Context: Existing anterior cruciate ligament (ACL) injury prevention programs have failed to reverse the high rate of ACL injuries in adolescent female athletes.
Objective: This investigation attempts to overcome factors that limit efficacy with existing injury prevention programs through the use of a novel, objective, and real-time interactive visual feedback system designed to reduce the biomechanical risk factors associated with ACL injuries.
Design: Cross-over study.
Setting: Medical center laboratory.
Participants: A total of 20 females (age = 19.7 [1.34] y; height = 1.74 [0.09] m; weight = 72.16 [12.45] kg) participated in this study.
Methods: Participants performed sets of 10 bodyweight squats in each of 8 training blocks (ie, 4 real-time and 4 control blocks) and 3 testing blocks for a total of 110 squats. Feedback conditions were blocked and counterbalanced with half of participants randomly assigned to receive the real-time feedback block first and half receiving the control (sham) feedback first.

• Entries provided:
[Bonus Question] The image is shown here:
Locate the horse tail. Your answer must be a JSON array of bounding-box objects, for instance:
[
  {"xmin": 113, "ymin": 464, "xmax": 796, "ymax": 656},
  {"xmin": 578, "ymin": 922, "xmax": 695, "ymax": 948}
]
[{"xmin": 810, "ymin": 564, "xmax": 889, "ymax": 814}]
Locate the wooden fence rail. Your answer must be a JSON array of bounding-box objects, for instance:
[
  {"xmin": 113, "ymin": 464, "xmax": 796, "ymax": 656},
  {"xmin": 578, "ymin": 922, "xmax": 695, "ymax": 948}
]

• Task to carry out: Continue the study abstract on real-time visual feedback for ACL injury prevention, picking up after its last sentence.

• Task output:
Results: Heat map analysis revealed that during interaction with the real-time feedback, squat performance measured in terms of key biomechanical parameters was improved compared with performance when participants squatted with the sham stimulus.
Conclusions: This study demonstrates that the interactive feedback system guided participants to significantly improve movement biomechanics during performance of a body weight squat, which is a fundamental exercise for a longer term ACL injury risk reduction intervention. A longer training and testing period is necessary to investigate the efficacy of this feedback approach to effect long-term adaptations in the biomechanical risk profile of athletes.
Keywords: ACL injury; injury prevention; neuromuscular training; real-time feedback.